» **Text block**:

A wall twice as high and five times as long as the one that fell in Berlin, is close to completion in the West Bank. One of the chants I learned during one of my four visits to the agricultural village of Bilin, was "The wall will fall in Bilin; the wall will fall like in Berlin".

In Bilin, the Green Line is five miles from the separation barrier and for the last five years every Friday afternoon after prayers at the mosque, Palestinians and growing numbers of Israelis and Internationals have been waging a nonviolent solidarity march in resistance to the route of the construction of Israel's Wall-which in Bilin is twenty feet high of wire fencing that denies the farmers access to their olive groves.

For the last five years of Friday's, locals, internationals and Israelis of conscience endure tear gas, rubber bullets, sound bombs and other means of 'crowd dispersal' inflicted upon them by Israeli forces in ever escalating force.

During my initial visit in 2006, the Israeli forces targeted only the activists who ran down the hill along side of the fence, but in June 2009, just as the front of the crowd neared the area of descent, another gate and more barbed wire had been erected in front of it and the Israeli forces assaulted us immediately with tear gas as we approached.

On Nov. 4, 2009, Richard Boudreaux, correspondent for the LA Times, reported from Bilin:

"Every Friday Mohammed Khatib's forces assemble for battle with the Israeli army and gather their weapons: a bullhorn, banners -- and a fierce belief that peaceful protest can bring about a Palestinian state.

"His message is a hard sell: Khatib, 35, is a modern-day Gandhi…And the risks of his activism are enormous…The Israeli army has targeted him. He was arrested, severely beaten and threatened with death during a series of midnight raids on the village this summer. He was freed on condition that he report to an Israeli police station each Friday at the hour of the weekly protest." [1]

Bilin's Israeli attorney, Michael Sfard, credits Khatib with the inspired idea to erect under cover of dark a clandestine 10X10 brick edifice just yards from where 700 upscale Jewish only apartments were being built on Palestinian land and which I photographed in January 2006:

I learned then from Iyad Bornat, Head of the Popular Committee, "A few weeks ago we brought in a caravan [house trailer] on our land close to where the settler's apartments are being built. While we were inside the Israeli Forces sawed the door open and pulled us out and roughed us up. So, we brought in another caravan and during the night we built a concrete brick building within four hours to resist the wall and occupation. People come and go; they are from all over the world. They support our nonviolently resisting the wall that is clearly stealing our land. This wall and the Israeli forces are not allowing us onto our land to care for our olive trees. They confiscated our land and impose military law upon us and claim we are trespassing on our legally owned land."

» **Records supplied**:
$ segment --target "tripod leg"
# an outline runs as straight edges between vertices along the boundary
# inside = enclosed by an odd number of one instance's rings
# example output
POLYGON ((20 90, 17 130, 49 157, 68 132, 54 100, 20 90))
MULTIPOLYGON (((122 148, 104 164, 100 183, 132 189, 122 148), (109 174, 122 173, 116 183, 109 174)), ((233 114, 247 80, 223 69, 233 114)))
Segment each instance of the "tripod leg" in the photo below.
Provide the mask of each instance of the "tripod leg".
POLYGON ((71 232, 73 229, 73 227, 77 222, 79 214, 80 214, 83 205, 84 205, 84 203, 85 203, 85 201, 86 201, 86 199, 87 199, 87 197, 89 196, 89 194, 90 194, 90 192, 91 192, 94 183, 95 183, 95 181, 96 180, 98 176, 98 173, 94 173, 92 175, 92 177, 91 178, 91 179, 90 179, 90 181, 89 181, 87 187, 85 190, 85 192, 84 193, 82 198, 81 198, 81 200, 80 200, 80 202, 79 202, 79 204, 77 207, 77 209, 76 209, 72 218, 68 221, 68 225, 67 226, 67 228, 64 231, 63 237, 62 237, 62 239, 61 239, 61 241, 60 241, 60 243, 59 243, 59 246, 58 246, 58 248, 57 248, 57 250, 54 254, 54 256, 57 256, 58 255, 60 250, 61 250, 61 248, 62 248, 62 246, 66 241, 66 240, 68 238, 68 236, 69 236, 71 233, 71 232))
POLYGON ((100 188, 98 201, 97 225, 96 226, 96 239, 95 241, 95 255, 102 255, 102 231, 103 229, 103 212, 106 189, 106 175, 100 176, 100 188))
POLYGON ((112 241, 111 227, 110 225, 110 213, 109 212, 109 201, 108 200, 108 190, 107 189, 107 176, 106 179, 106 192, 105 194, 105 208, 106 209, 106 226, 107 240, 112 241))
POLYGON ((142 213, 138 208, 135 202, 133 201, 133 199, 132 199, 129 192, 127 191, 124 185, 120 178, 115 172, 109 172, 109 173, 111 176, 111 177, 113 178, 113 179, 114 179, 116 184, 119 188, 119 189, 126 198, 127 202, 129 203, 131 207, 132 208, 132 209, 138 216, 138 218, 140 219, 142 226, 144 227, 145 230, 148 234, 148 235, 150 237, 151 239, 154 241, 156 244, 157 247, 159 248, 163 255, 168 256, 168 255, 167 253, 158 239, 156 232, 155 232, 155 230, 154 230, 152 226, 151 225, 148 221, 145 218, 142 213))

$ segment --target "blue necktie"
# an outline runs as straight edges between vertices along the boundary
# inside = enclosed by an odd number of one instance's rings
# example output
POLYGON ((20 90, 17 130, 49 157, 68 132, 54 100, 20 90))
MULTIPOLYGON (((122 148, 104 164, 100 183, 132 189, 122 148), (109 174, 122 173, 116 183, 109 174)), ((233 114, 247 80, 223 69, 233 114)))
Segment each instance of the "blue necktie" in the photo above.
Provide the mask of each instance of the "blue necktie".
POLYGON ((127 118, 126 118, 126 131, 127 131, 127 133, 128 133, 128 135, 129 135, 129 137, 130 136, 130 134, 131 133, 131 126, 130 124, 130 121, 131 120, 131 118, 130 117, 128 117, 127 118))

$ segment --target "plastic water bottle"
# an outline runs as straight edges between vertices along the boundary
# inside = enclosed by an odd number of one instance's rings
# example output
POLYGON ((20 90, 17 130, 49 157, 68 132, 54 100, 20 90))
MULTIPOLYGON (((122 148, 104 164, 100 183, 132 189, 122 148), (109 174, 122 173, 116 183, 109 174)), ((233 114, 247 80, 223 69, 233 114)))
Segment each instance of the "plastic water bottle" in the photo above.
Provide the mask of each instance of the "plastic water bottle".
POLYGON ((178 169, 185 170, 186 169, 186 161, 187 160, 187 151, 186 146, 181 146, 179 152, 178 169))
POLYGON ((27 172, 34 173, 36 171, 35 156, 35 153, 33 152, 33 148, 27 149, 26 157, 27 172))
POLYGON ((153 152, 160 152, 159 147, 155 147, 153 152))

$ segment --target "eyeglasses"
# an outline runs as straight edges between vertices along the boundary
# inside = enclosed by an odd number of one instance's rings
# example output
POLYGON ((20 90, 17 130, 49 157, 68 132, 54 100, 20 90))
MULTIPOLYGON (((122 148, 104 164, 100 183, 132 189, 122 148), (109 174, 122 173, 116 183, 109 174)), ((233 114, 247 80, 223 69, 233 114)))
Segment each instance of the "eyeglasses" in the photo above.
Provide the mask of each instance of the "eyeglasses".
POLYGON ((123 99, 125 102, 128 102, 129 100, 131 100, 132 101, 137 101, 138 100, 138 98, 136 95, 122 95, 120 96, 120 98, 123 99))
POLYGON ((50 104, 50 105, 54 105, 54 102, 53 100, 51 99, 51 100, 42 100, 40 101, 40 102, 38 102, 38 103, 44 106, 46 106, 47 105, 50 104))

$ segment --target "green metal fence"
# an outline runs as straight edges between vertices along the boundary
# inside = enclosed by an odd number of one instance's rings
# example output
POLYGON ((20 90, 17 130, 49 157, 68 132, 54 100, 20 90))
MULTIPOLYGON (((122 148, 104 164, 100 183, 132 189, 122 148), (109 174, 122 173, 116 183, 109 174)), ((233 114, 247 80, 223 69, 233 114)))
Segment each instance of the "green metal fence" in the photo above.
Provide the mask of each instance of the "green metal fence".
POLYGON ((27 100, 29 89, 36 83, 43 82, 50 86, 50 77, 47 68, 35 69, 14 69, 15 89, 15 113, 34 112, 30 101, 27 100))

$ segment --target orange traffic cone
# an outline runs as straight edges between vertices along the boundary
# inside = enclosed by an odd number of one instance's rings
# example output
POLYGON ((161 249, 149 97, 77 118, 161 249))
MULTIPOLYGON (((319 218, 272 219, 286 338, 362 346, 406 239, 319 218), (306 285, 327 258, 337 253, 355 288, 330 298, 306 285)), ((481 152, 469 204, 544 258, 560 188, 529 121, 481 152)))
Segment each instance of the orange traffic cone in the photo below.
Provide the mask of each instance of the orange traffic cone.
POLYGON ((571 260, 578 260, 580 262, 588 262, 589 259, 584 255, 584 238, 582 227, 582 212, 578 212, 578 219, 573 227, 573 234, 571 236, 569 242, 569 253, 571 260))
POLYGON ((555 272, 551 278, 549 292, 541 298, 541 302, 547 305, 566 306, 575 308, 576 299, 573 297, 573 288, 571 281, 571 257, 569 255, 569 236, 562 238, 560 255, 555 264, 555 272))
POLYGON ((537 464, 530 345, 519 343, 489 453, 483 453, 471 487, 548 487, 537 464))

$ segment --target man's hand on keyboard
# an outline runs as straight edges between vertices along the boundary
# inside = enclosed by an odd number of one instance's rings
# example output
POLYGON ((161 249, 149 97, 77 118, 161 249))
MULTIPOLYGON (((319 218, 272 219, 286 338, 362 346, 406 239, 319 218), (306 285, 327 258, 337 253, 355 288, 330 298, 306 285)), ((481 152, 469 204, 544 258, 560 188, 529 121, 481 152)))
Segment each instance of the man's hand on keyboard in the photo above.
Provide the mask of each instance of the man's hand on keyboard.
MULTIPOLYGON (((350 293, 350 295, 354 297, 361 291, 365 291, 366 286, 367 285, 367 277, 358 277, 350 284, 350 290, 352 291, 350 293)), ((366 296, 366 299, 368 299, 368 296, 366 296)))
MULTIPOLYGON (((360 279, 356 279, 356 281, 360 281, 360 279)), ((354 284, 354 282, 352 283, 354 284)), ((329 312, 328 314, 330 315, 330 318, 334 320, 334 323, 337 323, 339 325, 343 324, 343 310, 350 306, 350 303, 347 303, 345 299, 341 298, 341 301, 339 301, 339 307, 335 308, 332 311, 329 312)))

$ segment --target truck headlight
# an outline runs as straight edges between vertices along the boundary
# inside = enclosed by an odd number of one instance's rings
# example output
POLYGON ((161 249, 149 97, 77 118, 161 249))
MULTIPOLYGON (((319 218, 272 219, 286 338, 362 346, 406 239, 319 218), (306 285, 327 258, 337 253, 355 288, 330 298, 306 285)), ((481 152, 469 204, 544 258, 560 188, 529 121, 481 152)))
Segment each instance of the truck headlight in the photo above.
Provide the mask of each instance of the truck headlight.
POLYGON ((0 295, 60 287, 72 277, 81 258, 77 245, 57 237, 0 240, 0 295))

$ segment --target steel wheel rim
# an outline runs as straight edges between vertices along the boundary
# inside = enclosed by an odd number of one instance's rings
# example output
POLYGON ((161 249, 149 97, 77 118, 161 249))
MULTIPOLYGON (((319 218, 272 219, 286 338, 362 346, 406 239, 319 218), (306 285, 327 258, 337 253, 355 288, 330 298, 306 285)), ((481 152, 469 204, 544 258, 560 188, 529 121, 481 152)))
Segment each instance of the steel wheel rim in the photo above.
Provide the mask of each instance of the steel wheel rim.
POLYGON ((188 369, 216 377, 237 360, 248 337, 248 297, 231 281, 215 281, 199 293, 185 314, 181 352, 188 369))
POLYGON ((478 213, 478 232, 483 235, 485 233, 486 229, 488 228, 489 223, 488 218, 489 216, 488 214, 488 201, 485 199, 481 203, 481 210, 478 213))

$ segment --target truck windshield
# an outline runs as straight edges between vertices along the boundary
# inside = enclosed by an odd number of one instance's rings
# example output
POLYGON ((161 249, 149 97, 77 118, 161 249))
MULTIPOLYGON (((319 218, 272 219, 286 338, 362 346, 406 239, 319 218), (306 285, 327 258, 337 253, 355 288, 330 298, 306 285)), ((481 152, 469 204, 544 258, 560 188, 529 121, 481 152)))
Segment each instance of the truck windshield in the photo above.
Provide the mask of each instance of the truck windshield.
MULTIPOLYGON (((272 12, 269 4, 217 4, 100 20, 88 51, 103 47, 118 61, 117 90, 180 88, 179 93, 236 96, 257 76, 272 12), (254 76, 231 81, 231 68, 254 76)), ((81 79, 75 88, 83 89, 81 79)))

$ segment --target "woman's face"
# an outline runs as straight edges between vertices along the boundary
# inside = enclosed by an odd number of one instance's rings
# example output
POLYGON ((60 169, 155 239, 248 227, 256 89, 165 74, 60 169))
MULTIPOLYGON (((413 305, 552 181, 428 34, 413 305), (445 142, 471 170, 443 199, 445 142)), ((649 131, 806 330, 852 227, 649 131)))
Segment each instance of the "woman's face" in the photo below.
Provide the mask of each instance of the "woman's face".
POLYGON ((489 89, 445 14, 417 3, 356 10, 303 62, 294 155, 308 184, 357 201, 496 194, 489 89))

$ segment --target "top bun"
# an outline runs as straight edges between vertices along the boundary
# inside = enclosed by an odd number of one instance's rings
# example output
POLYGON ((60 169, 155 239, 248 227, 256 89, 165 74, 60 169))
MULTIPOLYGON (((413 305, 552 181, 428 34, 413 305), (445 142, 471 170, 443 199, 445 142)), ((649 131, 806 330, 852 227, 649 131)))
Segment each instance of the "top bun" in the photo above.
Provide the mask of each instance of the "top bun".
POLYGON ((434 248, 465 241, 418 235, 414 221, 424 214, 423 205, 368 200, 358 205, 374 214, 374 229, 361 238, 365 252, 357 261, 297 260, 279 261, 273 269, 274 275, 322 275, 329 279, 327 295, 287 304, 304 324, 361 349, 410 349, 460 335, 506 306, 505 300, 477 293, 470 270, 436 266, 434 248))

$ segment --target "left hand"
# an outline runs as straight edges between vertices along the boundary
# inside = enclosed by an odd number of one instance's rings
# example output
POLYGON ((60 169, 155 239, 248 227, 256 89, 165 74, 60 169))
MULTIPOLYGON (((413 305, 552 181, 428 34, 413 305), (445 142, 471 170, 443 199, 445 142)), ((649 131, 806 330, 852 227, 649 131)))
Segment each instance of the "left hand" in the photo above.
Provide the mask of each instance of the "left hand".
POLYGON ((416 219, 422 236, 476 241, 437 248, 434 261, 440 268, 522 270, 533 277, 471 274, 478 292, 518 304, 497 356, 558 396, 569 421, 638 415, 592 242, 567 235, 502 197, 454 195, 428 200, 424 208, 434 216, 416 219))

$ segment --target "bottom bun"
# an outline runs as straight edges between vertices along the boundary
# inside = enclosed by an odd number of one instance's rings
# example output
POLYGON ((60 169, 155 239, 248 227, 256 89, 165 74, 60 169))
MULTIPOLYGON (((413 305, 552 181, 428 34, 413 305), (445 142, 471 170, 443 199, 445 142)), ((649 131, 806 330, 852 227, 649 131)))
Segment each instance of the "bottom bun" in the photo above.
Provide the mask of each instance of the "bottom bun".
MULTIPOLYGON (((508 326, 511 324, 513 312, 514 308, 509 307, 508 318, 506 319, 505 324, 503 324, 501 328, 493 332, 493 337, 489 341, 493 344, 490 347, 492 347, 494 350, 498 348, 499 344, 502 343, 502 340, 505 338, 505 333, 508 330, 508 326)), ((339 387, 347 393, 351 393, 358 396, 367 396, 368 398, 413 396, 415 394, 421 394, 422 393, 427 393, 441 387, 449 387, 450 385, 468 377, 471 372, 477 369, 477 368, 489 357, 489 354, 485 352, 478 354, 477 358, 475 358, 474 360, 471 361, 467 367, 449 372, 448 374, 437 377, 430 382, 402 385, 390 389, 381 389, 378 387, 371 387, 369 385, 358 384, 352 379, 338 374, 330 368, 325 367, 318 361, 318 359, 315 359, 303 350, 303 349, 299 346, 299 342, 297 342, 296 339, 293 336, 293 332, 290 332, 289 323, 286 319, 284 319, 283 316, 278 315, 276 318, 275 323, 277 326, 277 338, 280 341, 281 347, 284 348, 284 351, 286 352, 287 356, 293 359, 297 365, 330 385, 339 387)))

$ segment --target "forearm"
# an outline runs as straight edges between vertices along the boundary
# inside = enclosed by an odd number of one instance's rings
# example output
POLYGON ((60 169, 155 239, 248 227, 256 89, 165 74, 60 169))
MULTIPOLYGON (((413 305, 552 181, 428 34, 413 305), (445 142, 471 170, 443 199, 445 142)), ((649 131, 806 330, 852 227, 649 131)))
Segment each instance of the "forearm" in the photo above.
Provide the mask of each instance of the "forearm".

» **Written instruction 1**:
Pull out the stretch from "In Bilin, the" through "ever escalating force." in the Bilin protest piece, copied word for word.
» **Written instruction 2**:
Pick up the Bilin protest piece after its last sentence and keep writing it.

» **Exercise result 1**:
In Bilin, the Green Line is five miles from the separation barrier and for the last five years every Friday afternoon after prayers at the mosque, Palestinians and growing numbers of Israelis and Internationals have been waging a nonviolent solidarity march in resistance to the route of the construction of Israel's Wall-which in Bilin is twenty feet high of wire fencing that denies the farmers access to their olive groves.

For the last five years of Friday's, locals, internationals and Israelis of conscience endure tear gas, rubber bullets, sound bombs and other means of 'crowd dispersal' inflicted upon them by Israeli forces in ever escalating force.

» **Exercise result 2**:
Abdullah, the Coordinator of Against The Wall in Billin informed me that as of January 2006, 1,600 residents of Billin who legally own 4,000 dunums of property had 2,003 dunums of it confiscated by Israel to build the Jewish only apartments upon which Palestinians are not even allowed to approach.

During my visit I spoke with a few of the two dozen Israelis and Internationals who were maintaining a presence for days or weeks at a stretch, such as a twenty year old from Indiana who was studying Middle East Foreign Policy in Jerusalem and had spent her weekends at the outpost in Bilin since it was constructed. A twenty year old from New York told me, "We are fighting an important struggle. If America would only learn the truth about what is happening here, they would stop their blind support of the Israeli government that denies people basic human rights."

An Israeli activist said, "This cause is very important to me because this is the only way to struggle. This is our only chance to bring back the popular Intifada: a chance for women and children to nonviolently resist the wall and occupation."

A member of the Popular Committee in Bilin who taught Social Work and Psychology at El Quds Open University, told me that he was shot and jailed for two weeks because of his nonviolent resistant activities, "The Judge said he would investigate the soldier who shot me, but the soldier lied and denied he shot and the matter was quickly forgotten by the Israelis.

"Three weeks ago we could not come in here, but when the court admitted the settlement buildings were illegal we put the caravan on the property and when the IDF destroyed that, we built this room. Ever since, more and more Israelis, Lawyers, Sheiks, women and children come and stand with us in solidarity for human rights. Rachel Corrie's family has been here too."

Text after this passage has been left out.